## TASK TO CARRY OUT
Please count the lines in the listing below that contain the string "wall", treating uppercase and lowercase as different, and reply with that number alone.

--- begin ---

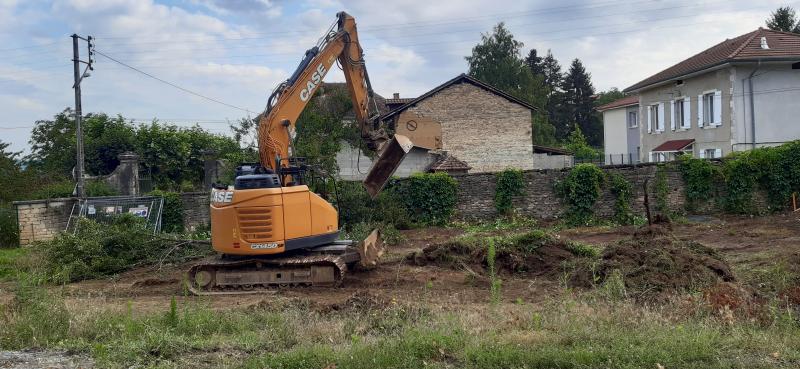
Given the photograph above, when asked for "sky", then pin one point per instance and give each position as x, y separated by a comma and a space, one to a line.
236, 51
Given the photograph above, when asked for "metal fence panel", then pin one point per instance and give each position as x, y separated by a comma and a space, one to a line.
104, 209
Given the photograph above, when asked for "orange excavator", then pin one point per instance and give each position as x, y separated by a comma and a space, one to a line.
269, 228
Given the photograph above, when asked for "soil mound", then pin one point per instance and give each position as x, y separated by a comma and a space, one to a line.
654, 262
534, 253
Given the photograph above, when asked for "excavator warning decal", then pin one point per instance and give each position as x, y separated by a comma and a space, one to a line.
316, 79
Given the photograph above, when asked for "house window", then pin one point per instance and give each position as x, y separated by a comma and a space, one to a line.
633, 119
655, 118
708, 107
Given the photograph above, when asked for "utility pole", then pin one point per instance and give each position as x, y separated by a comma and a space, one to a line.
76, 61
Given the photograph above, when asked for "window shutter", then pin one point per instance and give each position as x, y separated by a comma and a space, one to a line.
717, 108
672, 115
687, 113
700, 111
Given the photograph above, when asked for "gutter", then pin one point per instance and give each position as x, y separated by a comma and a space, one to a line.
752, 103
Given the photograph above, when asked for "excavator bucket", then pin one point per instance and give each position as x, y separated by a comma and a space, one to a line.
391, 156
371, 249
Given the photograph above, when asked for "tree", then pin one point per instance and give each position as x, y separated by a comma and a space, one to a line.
784, 19
497, 61
578, 104
53, 144
577, 145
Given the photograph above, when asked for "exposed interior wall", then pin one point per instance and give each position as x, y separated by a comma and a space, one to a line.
484, 130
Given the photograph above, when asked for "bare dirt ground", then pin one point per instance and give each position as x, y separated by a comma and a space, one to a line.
744, 241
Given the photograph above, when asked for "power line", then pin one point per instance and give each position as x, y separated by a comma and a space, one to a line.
173, 84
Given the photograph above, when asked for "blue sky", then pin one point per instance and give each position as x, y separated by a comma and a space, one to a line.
236, 51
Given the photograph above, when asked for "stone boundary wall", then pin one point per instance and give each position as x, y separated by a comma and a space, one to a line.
41, 220
476, 192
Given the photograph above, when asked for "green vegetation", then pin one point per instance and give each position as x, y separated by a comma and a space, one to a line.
775, 170
9, 262
700, 177
567, 332
581, 189
95, 250
509, 184
429, 198
623, 192
661, 188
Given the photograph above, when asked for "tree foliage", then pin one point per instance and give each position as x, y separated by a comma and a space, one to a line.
497, 60
784, 19
577, 105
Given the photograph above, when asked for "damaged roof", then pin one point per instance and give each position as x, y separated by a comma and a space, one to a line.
745, 48
447, 163
461, 78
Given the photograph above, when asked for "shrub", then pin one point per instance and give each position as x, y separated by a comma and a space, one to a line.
581, 189
96, 250
9, 231
510, 183
66, 188
429, 198
699, 176
172, 212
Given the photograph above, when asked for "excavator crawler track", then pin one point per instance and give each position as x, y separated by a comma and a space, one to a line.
266, 274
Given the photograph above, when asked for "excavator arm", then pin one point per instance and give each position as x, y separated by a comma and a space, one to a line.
288, 100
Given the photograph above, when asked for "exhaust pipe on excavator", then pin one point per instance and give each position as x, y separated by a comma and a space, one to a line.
389, 158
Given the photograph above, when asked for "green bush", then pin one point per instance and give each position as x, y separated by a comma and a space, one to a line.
581, 189
429, 198
9, 231
66, 188
699, 176
95, 250
510, 183
172, 212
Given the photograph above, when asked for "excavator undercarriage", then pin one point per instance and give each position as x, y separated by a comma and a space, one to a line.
323, 266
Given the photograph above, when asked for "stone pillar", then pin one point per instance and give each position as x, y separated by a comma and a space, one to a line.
125, 177
210, 168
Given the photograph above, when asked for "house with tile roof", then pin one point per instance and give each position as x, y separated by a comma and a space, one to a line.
736, 95
621, 131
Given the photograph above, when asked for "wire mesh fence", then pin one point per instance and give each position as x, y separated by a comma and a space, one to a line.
104, 209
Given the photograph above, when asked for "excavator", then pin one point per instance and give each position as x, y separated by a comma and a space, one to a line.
269, 229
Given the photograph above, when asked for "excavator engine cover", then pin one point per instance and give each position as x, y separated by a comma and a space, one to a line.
391, 155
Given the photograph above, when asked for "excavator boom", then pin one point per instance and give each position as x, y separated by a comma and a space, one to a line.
290, 98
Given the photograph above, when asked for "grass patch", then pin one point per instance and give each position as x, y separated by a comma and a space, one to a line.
569, 332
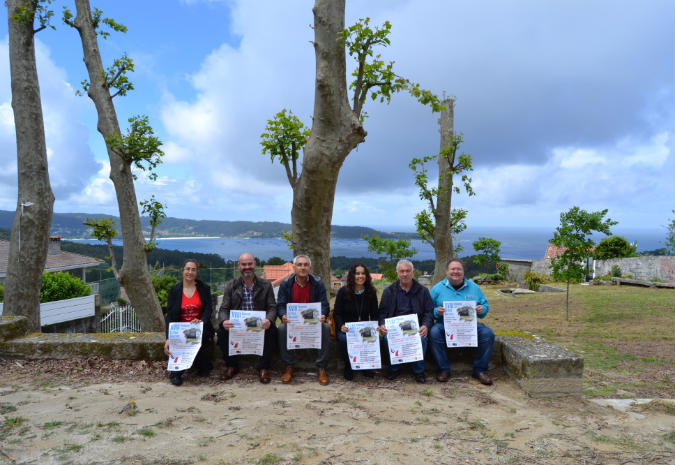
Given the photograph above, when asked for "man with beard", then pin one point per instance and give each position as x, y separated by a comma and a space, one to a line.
247, 292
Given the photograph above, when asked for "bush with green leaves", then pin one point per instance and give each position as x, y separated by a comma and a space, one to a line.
534, 280
614, 247
61, 286
163, 285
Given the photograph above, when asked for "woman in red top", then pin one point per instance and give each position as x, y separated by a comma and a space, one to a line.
189, 301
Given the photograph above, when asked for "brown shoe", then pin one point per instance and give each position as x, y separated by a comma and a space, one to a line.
264, 376
229, 373
443, 377
483, 378
323, 377
287, 375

--- end ---

## CORRECT ANSWER
2